● **Entries shown**:
* * * *
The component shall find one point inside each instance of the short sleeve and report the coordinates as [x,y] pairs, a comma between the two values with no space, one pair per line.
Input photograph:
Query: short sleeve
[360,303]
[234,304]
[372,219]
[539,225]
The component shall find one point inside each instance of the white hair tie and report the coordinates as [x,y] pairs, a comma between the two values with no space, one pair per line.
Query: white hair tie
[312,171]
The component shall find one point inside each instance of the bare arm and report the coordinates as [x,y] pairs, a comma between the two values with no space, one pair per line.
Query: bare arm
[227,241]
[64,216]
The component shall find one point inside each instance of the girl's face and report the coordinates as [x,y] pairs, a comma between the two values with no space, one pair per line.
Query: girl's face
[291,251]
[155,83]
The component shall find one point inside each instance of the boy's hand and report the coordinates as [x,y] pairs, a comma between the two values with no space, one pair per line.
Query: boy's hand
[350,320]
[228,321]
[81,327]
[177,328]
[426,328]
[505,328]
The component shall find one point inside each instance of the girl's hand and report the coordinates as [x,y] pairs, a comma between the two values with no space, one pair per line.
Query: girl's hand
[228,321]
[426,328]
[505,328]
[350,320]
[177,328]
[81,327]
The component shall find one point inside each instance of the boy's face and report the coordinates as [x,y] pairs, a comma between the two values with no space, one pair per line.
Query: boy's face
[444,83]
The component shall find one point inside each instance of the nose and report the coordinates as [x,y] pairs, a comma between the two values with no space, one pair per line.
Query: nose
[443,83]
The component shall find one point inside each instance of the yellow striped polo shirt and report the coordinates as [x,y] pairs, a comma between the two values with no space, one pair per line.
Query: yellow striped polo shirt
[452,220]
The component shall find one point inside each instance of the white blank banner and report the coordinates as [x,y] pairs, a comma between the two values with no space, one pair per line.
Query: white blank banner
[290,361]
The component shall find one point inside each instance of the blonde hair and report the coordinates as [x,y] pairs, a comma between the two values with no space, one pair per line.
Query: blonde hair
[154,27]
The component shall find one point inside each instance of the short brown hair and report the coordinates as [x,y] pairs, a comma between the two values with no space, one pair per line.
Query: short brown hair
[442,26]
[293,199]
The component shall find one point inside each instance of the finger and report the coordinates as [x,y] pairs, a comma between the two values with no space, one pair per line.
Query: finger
* * * *
● **Try it**:
The expected output is the exact run of lines from the line with "the white blank" through the last line of the material above.

● **Solution to this problem**:
The component shall find one point inside each instance of the white blank banner and report the coordinates as [x,y] pairs, a comma between the two values with no space, one pair per line.
Query: white blank banner
[290,361]
The component shall find one point inside each instance of the blonde hair and report the coordinates as [x,y] pairs, a comma between the two values with no space, one pair per line.
Query: blonde hair
[154,27]
The component shall find one point inside each instance of the short brown hair and report the coordinates as [x,y] pairs, a comma between the two values with no space, one pair per line.
Query: short brown hair
[442,26]
[293,199]
The component shall find one point inside each instance of the finger and report the coordinates as [x,y] pairs, a comma between the two values with no space, one pair per line.
Query: finger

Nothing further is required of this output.